====== DATA SUPPLIED

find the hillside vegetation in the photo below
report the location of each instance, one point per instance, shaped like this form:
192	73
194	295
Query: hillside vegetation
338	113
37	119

============

In your response, give all the records again with nothing altered.

> **ANSWER TO THE EXERCISE**
find the hillside vegetation in the photo below
report the location of each instance, one point per instance, shaped like this form:
192	73
194	295
Query: hillside vegetation
338	113
37	119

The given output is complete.